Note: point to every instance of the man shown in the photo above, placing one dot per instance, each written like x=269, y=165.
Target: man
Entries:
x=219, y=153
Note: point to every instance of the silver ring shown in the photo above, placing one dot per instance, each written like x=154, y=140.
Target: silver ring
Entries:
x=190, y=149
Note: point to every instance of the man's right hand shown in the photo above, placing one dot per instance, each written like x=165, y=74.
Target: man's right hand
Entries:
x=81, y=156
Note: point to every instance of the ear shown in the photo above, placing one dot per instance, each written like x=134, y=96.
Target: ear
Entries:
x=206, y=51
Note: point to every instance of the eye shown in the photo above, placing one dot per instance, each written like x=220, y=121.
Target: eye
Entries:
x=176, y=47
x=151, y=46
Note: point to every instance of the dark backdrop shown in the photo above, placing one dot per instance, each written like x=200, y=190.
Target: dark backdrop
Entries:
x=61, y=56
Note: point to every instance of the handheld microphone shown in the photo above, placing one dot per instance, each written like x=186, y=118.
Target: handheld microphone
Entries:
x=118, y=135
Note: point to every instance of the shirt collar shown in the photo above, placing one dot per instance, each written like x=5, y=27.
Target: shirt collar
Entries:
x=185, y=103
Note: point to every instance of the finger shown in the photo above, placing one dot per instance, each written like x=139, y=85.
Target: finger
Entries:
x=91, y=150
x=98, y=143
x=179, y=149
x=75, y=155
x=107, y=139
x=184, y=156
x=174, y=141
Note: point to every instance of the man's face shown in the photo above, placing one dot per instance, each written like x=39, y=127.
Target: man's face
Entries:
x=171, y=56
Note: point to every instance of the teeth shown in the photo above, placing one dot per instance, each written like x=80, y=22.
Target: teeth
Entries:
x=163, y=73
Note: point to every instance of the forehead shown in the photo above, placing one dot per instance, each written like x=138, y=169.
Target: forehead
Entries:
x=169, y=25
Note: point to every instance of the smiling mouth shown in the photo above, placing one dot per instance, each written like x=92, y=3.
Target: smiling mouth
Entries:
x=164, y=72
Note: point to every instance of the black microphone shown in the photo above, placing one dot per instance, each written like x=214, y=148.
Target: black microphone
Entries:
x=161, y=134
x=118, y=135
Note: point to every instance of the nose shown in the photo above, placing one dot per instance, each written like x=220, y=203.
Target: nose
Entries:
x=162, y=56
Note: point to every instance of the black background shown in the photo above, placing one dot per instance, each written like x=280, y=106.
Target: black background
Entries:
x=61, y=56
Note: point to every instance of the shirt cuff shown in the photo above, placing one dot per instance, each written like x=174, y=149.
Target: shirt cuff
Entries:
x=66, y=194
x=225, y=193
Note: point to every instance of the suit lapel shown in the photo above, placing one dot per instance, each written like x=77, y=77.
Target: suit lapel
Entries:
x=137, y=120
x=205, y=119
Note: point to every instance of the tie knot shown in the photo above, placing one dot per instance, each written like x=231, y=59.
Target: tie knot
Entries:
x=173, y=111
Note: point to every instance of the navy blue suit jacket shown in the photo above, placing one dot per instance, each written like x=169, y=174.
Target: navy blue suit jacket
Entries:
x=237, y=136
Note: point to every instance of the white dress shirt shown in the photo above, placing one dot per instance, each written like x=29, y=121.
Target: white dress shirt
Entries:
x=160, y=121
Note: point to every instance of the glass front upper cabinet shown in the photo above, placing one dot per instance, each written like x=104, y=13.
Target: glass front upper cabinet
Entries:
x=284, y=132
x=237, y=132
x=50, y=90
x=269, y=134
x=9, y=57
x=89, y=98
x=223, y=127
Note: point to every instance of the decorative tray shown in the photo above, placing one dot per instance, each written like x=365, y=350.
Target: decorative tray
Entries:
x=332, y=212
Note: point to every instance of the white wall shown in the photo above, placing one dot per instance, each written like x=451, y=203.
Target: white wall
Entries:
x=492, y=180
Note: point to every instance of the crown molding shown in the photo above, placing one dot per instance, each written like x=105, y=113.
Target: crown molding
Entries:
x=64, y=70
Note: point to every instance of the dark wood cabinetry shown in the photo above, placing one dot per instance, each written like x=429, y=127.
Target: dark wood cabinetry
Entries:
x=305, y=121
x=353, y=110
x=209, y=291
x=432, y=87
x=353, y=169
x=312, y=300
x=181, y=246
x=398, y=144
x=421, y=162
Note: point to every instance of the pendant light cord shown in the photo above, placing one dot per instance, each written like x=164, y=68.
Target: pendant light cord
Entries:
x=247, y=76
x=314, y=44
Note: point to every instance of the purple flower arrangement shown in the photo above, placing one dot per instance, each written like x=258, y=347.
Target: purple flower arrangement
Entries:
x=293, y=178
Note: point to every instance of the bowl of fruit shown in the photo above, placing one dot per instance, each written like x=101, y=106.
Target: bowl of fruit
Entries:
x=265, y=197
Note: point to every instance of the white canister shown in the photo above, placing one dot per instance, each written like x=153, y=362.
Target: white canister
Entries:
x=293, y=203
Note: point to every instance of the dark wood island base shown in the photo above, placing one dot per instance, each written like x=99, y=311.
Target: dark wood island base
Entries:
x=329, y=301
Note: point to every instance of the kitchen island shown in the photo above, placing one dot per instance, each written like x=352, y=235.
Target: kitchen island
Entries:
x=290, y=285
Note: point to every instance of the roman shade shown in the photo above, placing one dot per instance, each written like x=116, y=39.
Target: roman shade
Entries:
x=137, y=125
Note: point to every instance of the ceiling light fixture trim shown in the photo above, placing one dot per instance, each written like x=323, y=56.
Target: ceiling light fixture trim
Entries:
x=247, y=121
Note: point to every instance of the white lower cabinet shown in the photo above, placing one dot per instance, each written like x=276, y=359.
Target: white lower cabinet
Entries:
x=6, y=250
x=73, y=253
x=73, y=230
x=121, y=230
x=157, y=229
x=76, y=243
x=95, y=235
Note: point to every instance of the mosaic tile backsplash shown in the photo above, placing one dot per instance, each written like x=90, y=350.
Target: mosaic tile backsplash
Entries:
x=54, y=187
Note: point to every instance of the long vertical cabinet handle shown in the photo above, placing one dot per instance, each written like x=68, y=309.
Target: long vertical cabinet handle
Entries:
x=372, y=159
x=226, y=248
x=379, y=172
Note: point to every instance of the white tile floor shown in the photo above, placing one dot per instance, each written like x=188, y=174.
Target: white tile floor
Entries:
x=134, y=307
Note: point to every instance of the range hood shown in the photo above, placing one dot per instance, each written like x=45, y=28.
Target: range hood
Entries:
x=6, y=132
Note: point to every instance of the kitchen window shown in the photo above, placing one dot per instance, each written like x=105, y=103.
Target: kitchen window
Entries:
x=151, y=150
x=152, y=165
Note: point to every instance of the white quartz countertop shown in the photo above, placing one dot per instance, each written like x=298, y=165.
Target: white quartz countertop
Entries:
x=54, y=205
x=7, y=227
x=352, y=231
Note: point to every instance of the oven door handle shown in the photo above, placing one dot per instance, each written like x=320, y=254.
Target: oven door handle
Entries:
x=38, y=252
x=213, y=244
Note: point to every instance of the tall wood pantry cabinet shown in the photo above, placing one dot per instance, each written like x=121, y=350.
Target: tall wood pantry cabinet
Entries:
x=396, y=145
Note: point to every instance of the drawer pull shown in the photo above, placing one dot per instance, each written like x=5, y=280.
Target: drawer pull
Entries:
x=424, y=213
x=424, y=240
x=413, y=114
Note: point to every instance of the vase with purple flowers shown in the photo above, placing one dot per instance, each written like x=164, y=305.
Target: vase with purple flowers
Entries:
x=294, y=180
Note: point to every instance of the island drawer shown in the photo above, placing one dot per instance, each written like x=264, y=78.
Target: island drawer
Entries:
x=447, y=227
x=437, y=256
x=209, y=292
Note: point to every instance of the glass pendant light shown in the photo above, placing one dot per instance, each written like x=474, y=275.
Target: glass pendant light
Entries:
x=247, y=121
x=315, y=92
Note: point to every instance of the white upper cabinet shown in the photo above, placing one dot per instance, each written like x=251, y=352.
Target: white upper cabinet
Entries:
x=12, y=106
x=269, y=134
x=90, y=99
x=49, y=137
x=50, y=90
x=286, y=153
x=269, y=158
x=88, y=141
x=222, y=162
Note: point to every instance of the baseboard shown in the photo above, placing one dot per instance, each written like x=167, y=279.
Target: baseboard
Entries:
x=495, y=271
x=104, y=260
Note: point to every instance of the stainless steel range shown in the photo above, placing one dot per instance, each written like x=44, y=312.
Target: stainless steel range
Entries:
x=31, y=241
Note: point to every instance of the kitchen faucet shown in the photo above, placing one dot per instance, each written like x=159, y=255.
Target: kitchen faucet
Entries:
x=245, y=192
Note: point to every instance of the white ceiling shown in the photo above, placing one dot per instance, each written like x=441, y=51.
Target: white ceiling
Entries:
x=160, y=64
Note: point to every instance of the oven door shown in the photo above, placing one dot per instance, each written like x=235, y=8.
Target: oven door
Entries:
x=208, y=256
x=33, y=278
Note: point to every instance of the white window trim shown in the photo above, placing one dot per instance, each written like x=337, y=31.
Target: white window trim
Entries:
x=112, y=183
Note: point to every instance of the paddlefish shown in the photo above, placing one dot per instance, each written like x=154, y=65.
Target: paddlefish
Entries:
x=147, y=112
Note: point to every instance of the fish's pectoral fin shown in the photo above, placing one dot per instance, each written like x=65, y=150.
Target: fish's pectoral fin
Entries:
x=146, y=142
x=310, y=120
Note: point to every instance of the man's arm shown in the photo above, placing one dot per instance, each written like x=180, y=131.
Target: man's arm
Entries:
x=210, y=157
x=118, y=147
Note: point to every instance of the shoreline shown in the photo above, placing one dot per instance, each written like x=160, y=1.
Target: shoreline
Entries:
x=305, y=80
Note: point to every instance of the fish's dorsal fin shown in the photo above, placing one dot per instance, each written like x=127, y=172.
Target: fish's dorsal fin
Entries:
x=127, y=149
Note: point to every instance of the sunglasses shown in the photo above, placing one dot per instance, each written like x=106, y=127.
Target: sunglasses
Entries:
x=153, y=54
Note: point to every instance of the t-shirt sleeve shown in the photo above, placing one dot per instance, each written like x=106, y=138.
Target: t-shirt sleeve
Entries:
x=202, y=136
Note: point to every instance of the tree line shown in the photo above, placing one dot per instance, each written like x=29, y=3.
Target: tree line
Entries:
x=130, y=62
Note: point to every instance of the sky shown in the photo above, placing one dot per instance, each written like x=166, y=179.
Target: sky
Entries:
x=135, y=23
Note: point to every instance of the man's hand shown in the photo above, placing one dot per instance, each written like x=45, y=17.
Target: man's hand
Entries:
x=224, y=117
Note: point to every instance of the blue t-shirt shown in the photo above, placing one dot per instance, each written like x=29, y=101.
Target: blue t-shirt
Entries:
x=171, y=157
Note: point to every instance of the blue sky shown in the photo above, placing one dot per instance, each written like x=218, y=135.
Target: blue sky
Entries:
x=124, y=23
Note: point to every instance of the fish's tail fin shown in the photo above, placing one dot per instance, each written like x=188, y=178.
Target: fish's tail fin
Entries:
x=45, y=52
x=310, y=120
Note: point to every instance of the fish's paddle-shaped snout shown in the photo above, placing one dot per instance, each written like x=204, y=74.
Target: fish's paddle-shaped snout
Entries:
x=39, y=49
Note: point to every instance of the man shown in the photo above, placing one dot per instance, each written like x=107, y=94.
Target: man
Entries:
□ □ □ □
■ **Work instructions**
Search the entries above for lines containing the word "tail", and copy each one.

■ **Answer for the task**
Note: point to every instance of the fish's tail fin shown in the photo above, placing one dot per instance, each written like x=188, y=178.
Target: fish's tail fin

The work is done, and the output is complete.